▶ **Given text**
= Beginning of Section =

Announcing the 2023 CSCI Seed Fund Competition Winners: Emily Mace, PhD and Dieter Egli, PhD

Emily Mace, PhD

Associate Professor of Pediatric Immunology (in Pediatrics)

“Generation of novel tools to study cell cycle from pluripotency to differentiation”

In the adult, innate lymphoid cells are continuously produced from stem cells. Despite the importance of this continuous generation, there is much that is still unknown about how stem cells with the potential to become any blood cell are directed to become mature immune cell. The goal of this project is to develop new tools for fluorescent labeling and targeted degradation of proteins of interest that regulate cell cycle and proliferation. Our aim is to better understand how cellular dynamics are regulated throughout the course of differentiation of human immune cells from pluripotent stem cells.


Dieter Egli, PhD

Associate Professor of Developmental Cell Biology

“DNA replication dynamics and genome fragility in pancreatic beta cells”

= End of Section =

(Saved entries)
= Beginning of Section =

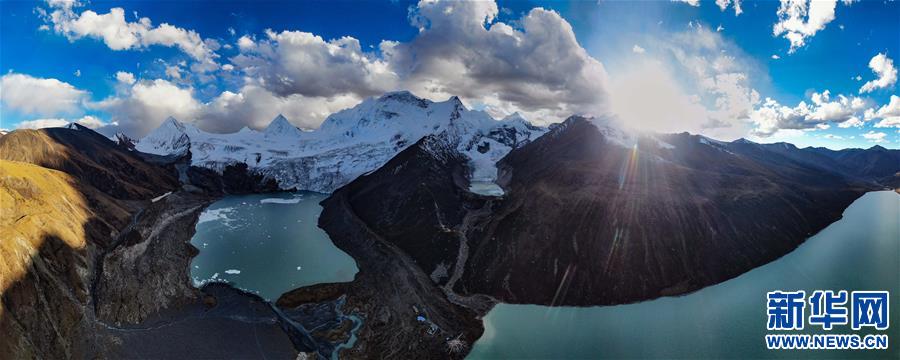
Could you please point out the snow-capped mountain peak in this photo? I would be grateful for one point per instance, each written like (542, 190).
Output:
(170, 138)
(281, 127)
(350, 142)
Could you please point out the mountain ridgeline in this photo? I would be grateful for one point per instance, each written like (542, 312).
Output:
(95, 232)
(592, 215)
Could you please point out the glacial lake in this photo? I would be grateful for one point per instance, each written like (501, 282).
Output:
(859, 252)
(267, 244)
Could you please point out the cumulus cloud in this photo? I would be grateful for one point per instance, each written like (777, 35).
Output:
(537, 67)
(853, 121)
(46, 97)
(119, 34)
(724, 4)
(882, 66)
(125, 77)
(295, 62)
(889, 114)
(694, 3)
(802, 19)
(875, 137)
(144, 105)
(255, 107)
(771, 116)
(460, 50)
(88, 121)
(695, 81)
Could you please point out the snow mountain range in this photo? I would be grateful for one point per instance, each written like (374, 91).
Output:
(349, 143)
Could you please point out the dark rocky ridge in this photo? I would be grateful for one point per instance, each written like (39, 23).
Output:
(391, 289)
(585, 221)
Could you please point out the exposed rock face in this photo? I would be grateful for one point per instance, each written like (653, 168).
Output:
(89, 157)
(132, 283)
(587, 221)
(86, 256)
(594, 216)
(50, 231)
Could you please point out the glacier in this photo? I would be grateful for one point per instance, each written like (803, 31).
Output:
(349, 143)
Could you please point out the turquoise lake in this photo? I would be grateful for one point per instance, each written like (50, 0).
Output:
(859, 252)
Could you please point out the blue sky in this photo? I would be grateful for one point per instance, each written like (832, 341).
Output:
(659, 65)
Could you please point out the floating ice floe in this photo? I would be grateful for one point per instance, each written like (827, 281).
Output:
(295, 200)
(216, 214)
(158, 198)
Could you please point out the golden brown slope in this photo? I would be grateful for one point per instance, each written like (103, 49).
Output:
(50, 231)
(89, 157)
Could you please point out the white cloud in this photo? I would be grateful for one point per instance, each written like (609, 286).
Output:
(125, 77)
(88, 121)
(295, 62)
(694, 3)
(801, 19)
(844, 110)
(174, 72)
(697, 81)
(889, 114)
(891, 121)
(47, 97)
(882, 66)
(875, 137)
(723, 5)
(853, 121)
(144, 105)
(119, 34)
(461, 50)
(255, 107)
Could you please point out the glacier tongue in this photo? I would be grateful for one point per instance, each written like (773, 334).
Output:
(349, 143)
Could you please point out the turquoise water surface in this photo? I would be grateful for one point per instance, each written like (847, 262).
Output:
(728, 320)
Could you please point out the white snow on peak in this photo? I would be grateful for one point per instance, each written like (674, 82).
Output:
(349, 142)
(281, 127)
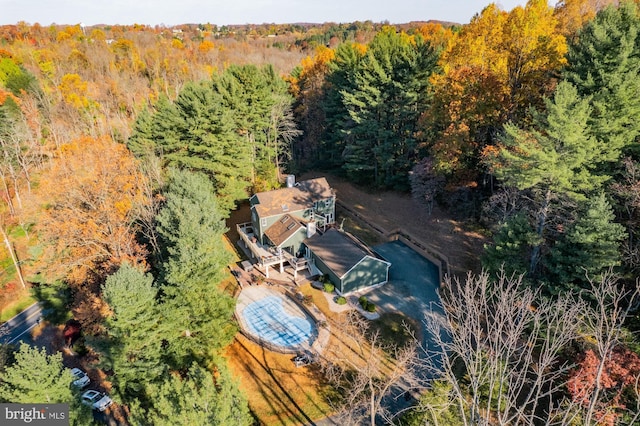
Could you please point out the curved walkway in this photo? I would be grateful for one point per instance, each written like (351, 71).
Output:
(252, 294)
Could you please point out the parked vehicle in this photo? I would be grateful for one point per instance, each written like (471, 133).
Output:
(80, 378)
(301, 360)
(96, 400)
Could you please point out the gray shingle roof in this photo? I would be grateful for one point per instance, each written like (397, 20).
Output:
(300, 197)
(338, 250)
(283, 229)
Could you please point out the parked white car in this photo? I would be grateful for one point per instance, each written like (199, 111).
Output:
(96, 400)
(80, 378)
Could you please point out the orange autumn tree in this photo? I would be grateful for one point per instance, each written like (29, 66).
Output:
(493, 70)
(620, 374)
(89, 221)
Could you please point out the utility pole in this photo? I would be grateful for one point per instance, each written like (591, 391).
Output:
(12, 253)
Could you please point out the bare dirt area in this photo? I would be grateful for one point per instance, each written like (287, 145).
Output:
(387, 211)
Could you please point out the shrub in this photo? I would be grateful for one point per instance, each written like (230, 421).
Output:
(363, 301)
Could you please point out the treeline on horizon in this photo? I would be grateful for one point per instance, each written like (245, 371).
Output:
(523, 122)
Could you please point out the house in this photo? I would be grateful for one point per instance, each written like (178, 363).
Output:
(292, 227)
(350, 265)
(283, 218)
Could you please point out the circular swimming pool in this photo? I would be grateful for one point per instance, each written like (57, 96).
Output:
(275, 320)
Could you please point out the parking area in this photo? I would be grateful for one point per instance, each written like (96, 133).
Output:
(413, 285)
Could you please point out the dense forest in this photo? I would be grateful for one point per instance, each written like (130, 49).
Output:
(125, 148)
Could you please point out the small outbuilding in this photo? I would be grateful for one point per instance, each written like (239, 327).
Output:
(350, 265)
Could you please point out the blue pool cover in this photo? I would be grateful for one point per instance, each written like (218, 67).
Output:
(267, 319)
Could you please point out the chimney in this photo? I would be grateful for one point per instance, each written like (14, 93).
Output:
(311, 229)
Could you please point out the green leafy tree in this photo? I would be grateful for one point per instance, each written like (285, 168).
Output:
(556, 158)
(248, 93)
(191, 225)
(197, 132)
(132, 346)
(35, 377)
(434, 407)
(340, 79)
(389, 94)
(604, 64)
(197, 399)
(590, 247)
(512, 245)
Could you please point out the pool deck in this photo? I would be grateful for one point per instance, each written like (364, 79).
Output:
(251, 294)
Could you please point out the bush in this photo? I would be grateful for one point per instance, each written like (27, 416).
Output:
(363, 301)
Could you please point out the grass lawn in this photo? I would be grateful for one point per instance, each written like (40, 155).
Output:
(20, 299)
(279, 393)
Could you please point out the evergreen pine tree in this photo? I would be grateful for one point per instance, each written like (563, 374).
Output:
(198, 313)
(589, 248)
(604, 64)
(132, 347)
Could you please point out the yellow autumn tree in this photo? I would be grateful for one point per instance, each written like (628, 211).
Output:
(89, 220)
(493, 70)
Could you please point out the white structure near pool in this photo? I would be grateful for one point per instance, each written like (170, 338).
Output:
(274, 320)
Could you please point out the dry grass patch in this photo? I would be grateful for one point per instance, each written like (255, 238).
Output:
(278, 392)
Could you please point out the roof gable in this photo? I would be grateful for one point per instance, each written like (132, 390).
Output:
(283, 229)
(299, 197)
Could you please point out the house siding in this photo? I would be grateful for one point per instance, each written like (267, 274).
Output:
(325, 270)
(293, 244)
(367, 273)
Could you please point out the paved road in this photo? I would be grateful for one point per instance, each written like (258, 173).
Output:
(18, 327)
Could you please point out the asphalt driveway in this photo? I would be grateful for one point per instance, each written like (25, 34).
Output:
(413, 285)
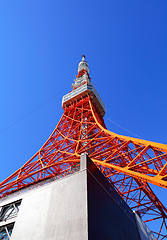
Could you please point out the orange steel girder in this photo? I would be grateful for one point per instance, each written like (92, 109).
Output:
(128, 163)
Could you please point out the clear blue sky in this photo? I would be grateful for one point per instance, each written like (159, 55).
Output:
(41, 43)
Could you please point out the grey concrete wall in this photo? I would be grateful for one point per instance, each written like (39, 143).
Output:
(56, 211)
(81, 206)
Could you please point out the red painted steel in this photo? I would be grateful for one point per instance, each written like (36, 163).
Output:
(128, 163)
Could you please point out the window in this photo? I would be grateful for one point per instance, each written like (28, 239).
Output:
(6, 231)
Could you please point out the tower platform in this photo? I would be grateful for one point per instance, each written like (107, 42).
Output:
(79, 206)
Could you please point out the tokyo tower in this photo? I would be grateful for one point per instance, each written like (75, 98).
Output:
(129, 164)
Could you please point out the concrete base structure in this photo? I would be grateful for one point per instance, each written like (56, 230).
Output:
(80, 206)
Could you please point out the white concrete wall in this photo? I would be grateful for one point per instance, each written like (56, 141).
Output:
(55, 211)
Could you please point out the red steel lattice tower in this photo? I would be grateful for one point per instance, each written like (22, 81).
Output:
(128, 163)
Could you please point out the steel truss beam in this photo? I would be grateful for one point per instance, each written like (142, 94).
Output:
(128, 163)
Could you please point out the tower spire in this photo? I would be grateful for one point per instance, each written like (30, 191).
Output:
(83, 87)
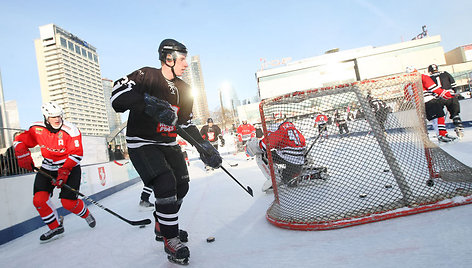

= End of Section =

▶ **Directions for this task**
Please give the title of Dieter Egli's project as listed in the seed fund announcement.

▶ **Answer to this exercise**
"DNA replication dynamics and genome fragility in pancreatic beta cells"